··· Task material
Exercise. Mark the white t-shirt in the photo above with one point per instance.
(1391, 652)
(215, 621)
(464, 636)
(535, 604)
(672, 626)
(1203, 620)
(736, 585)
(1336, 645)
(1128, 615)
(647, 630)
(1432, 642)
······
Convert all of the records above into a Markdown table with the columns Number and Entry. Give each non-blank line its own row, numbered in order.

Task solution |
| Number | Entry |
|---|---|
| 1 | Exercise. Mark the white t-shirt in the photo above with one point per instance. |
| 2 | (1391, 652) |
| 3 | (215, 621) |
| 4 | (464, 636) |
| 5 | (535, 604) |
| 6 | (672, 626) |
| 7 | (1203, 620) |
| 8 | (736, 585) |
| 9 | (1336, 645) |
| 10 | (1128, 615) |
| 11 | (647, 630) |
| 12 | (1432, 642) |